Short task
Exactly reproduce the lines beginning with the line that includes "of the overcast" and ending with the last line of the data.

╭─ Data shown

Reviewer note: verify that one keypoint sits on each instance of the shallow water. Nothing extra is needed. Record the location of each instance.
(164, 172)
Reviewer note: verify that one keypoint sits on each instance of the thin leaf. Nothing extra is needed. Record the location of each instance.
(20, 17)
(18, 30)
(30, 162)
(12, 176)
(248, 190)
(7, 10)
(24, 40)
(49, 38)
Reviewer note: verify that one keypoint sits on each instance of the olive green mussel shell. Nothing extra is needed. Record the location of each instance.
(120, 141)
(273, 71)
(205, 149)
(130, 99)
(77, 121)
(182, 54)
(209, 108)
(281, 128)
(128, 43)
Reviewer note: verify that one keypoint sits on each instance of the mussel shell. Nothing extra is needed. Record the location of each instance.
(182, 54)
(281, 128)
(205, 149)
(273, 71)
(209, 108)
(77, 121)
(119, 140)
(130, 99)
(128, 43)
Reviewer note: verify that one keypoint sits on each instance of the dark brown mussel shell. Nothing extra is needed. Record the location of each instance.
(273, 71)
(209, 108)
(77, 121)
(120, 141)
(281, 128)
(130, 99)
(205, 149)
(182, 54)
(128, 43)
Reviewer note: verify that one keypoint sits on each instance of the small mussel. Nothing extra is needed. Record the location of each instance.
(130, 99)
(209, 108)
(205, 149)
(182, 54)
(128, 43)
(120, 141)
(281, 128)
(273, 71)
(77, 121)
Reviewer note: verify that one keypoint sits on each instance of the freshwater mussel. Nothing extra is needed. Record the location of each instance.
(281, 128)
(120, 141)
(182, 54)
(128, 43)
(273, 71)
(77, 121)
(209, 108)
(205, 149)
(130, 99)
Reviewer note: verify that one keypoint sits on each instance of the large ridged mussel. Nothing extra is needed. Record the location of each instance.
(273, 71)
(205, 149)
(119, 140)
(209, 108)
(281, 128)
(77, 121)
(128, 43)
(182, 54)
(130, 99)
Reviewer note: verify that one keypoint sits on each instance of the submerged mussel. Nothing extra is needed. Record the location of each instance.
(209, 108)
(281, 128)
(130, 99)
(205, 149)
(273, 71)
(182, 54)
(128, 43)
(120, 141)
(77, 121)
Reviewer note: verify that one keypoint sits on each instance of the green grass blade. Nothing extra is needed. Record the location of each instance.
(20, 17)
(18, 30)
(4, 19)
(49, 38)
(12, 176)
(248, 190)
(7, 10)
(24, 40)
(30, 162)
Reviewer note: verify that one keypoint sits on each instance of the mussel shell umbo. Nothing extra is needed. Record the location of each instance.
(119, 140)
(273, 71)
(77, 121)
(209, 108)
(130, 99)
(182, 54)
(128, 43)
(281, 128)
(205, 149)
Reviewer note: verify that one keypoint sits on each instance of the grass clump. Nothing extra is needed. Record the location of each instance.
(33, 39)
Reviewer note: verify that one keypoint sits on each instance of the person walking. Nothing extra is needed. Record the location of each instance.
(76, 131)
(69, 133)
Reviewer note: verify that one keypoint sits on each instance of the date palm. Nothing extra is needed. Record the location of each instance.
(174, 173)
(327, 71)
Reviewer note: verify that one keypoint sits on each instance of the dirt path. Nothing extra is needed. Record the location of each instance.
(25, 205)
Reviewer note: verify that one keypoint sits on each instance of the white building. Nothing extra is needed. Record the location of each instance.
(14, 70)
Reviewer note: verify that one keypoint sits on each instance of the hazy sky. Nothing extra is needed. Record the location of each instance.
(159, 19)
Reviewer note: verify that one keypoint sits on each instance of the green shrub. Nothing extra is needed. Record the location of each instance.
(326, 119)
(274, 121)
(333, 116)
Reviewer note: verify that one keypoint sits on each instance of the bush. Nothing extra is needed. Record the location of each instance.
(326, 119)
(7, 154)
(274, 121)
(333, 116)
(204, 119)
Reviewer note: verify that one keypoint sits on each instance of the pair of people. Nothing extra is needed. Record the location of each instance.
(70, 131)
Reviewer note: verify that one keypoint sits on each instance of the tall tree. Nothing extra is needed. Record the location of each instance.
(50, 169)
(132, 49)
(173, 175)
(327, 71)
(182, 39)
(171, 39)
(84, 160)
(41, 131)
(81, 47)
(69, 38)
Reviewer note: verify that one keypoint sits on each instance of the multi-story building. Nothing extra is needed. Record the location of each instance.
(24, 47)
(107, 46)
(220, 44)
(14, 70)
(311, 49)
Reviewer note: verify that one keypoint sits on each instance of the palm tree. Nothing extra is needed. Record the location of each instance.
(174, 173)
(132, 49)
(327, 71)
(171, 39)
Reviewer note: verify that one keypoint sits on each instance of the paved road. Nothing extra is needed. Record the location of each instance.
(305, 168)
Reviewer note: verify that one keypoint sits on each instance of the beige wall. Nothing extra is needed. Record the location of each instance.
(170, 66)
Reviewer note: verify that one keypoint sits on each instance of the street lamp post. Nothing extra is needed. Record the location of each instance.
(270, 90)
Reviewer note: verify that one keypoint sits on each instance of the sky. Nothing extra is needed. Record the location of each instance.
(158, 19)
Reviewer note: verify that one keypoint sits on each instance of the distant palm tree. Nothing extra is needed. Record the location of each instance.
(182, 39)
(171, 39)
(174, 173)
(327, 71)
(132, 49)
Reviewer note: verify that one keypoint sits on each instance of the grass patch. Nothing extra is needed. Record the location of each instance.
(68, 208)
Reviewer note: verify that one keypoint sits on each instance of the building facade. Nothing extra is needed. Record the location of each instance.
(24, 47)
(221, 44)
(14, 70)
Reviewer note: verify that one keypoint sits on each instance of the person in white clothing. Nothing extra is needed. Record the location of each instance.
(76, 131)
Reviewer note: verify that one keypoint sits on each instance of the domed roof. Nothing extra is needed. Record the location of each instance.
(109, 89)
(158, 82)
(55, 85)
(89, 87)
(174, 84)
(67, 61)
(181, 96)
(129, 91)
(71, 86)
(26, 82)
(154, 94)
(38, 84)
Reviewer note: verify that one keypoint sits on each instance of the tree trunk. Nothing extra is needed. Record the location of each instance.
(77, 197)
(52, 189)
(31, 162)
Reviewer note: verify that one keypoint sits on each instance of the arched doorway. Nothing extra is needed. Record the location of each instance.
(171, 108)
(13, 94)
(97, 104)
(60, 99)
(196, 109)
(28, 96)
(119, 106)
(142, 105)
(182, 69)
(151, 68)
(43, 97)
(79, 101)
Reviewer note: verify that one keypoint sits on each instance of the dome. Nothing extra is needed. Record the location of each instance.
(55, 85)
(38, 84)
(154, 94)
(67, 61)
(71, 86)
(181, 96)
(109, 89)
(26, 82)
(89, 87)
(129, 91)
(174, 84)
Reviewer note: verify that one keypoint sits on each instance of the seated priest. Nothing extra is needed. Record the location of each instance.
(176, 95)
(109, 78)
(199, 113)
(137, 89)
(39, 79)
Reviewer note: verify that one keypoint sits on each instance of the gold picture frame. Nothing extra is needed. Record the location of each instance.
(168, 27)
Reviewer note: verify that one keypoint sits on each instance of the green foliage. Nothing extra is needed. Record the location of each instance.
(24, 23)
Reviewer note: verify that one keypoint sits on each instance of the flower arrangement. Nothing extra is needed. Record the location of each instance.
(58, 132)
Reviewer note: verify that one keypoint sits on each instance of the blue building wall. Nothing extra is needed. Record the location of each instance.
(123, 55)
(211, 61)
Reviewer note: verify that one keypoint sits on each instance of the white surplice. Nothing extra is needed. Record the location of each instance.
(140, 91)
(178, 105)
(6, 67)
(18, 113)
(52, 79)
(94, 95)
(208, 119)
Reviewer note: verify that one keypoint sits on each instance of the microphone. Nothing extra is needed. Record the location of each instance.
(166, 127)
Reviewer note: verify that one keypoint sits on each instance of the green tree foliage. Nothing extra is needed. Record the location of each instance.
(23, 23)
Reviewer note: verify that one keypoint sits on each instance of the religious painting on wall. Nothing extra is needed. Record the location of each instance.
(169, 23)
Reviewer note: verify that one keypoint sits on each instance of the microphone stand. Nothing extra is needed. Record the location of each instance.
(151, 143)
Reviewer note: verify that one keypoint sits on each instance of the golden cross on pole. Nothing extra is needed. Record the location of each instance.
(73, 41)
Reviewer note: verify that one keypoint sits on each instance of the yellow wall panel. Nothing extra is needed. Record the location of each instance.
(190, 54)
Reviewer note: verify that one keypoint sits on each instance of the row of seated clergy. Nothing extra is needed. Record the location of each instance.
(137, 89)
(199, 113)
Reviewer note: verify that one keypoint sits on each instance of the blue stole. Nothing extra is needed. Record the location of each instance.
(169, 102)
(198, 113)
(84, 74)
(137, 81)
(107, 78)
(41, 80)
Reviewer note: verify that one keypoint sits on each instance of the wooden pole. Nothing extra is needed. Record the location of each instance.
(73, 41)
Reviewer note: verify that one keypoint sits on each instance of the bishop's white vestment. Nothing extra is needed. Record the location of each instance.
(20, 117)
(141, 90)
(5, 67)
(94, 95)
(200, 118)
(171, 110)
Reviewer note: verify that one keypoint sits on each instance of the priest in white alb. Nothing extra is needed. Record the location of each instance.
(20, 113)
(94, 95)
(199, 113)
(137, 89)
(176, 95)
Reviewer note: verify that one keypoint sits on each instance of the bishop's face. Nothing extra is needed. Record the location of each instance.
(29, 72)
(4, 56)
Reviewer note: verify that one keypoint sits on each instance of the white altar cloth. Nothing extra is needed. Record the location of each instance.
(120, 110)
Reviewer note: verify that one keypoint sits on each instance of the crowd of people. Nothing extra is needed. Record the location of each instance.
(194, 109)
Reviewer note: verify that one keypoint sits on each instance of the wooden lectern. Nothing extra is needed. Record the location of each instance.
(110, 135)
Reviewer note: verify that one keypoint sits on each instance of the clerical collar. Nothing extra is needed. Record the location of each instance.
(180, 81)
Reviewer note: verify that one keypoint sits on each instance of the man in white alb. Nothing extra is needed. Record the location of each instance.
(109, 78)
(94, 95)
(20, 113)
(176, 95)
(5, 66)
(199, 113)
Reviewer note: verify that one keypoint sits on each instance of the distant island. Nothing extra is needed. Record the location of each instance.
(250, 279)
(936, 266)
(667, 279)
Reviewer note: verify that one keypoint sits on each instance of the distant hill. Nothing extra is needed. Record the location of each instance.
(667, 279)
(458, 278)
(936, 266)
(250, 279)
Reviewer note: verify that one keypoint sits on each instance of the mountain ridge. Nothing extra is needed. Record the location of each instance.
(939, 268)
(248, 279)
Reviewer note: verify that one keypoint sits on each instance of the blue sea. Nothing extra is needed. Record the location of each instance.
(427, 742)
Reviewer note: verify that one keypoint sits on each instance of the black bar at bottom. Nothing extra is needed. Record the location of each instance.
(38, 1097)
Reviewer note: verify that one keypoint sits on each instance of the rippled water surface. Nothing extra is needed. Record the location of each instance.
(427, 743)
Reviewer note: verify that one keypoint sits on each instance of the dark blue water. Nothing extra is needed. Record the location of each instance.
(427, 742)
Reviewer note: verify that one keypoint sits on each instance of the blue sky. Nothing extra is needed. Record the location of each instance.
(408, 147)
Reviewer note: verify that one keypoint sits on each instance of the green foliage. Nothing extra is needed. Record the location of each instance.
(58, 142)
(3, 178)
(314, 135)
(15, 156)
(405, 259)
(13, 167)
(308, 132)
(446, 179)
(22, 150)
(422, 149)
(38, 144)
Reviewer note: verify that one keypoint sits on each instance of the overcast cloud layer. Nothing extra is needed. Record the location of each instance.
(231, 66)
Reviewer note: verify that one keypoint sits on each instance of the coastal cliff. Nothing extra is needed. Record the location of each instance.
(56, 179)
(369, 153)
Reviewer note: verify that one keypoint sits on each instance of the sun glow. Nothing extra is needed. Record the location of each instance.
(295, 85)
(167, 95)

╰─

Solution to this problem
Reviewer note: verify that one keypoint sits on each instance of the overcast cloud layer. Nothing extra is needed. Record the location of each instance.
(231, 66)
Reviewer note: verify that one keypoint sits on each instance of the coastal cliff. Nothing extra is needed. Record the location of each instance.
(56, 179)
(369, 153)
Reviewer note: verify that one keypoint sits on each instance of the sun glow. Nothing extra is needed. Record the location of each instance.
(295, 85)
(167, 95)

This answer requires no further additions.